True non-blocking two-way communication between parent and external child process

Question

I have read around 50 posts and tutorials on this topic, I have copied, written and tested around 20 alternatives and done every possible research I can think of. Still, I have not seen a working solution for the following problem:

Parent process A wants to pass data to an external process B, let process B modify the data and pass it back to parent process A, then continue with parent process A. Process B is part of an external program suite that I have no influence over, and that is normally run like this on the UNIX command line:

< input_data program_B1 | program_B2 | program_B3 > output_data

...where

input_data, output_data: Some data that is processed in programs B1-B3

program_B1,B2,B3: Programs that read data from stdin (fread) and output to stdout (fwrite) and apply some processing to the data.

So, in sequence:

(1) Parent process A passes data to child process B

(2) Child process B reads data and modifies it

(3) Child process B passes data back to parent process A

(4) Parent process A reads data and continues (for example passing it further on to a process B2..).

(5) Parent process A passes another data set to child process B etc.

The problem is, whatever I do, the program almost always ends up hanging on a read/fread (or write/fwrite?) to or from a pipe.

One important thing to note is that the parent process cannot simply close the pipes after passing data on to the child process, because it works in a loop and wants to pass another set of data to the child process once it has finished processing the first set.

Here is a working set of parent/child programs (compile with g++ pipe_parent.cc -o pipe_parent, g++ pipe_child.cc -o pipe_child) illustrating the problem with unnamed pipes. I have also tried named pipes, but not as extensively. Each execution can have a slightly different outcome. If the sleep statement is omitted in the parent, or the fflush() statement is omitted in the child, the pipes will almost surely block. If the amount of data to be passed on is increased, it will always block independent of the sleep or fflush.

──────

## GIVEN INSTRUCTION
Quote the pipe communication question from "One important thing" up to and including "sleep or fflush.".

## DATA PROVIDED
──────

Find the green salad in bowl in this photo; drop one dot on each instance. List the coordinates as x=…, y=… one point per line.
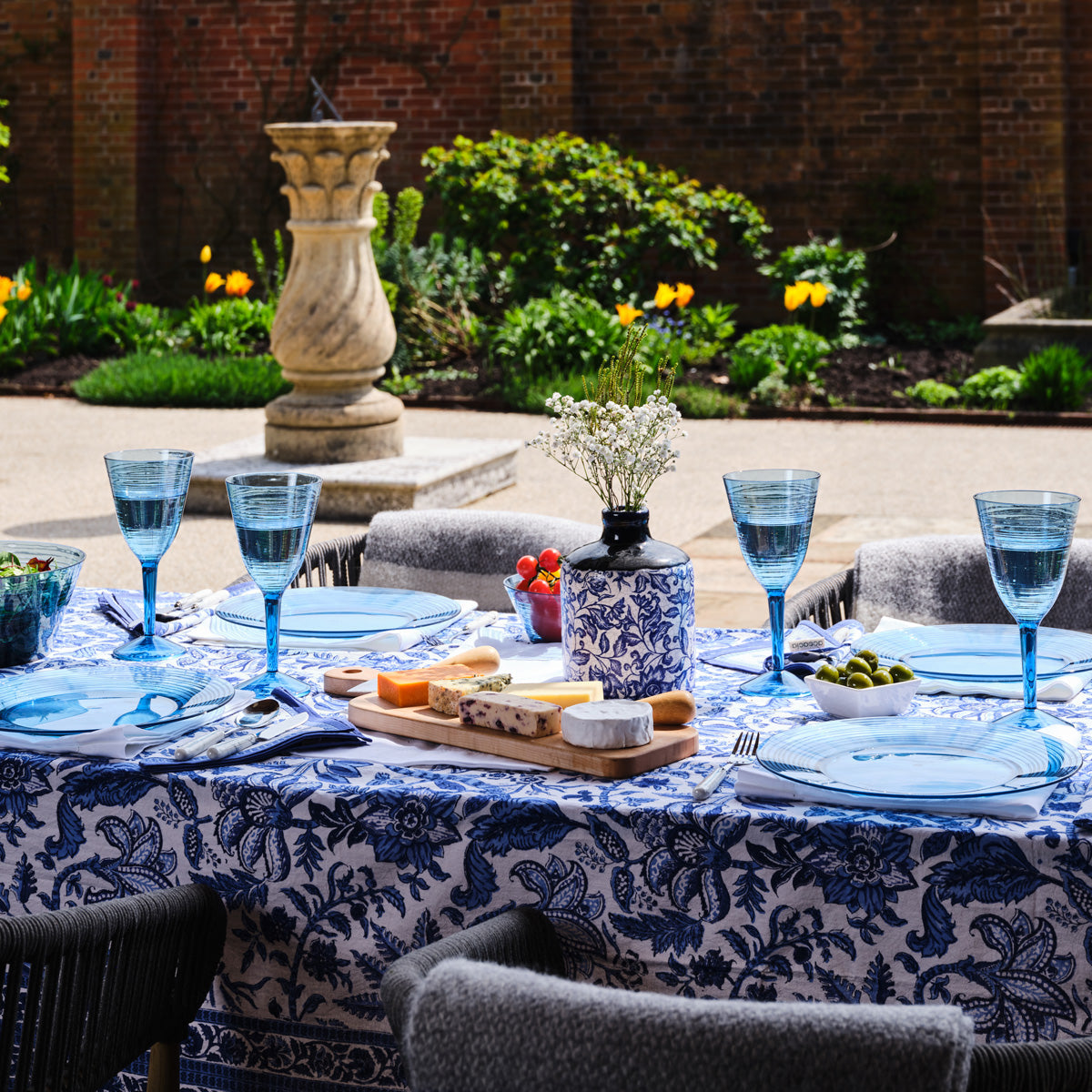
x=36, y=583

──────

## SOLUTION TO THIS EXERCISE
One important thing to note is that the parent process cannot simply close the pipes after passing data on to the child process, because it works in a loop and wants to pass another set of data to the child process once it has finished processing the first set.

Here is a working set of parent/child programs (compile with g++ pipe_parent.cc -o pipe_parent, g++ pipe_child.cc -o pipe_child) illustrating the problem with unnamed pipes. I have also tried named pipes, but not as extensively. Each execution can have a slightly different outcome. If the sleep statement is omitted in the parent, or the fflush() statement is omitted in the child, the pipes will almost surely block. If the amount of data to be passed on is increased, it will always block independent of the sleep or fflush.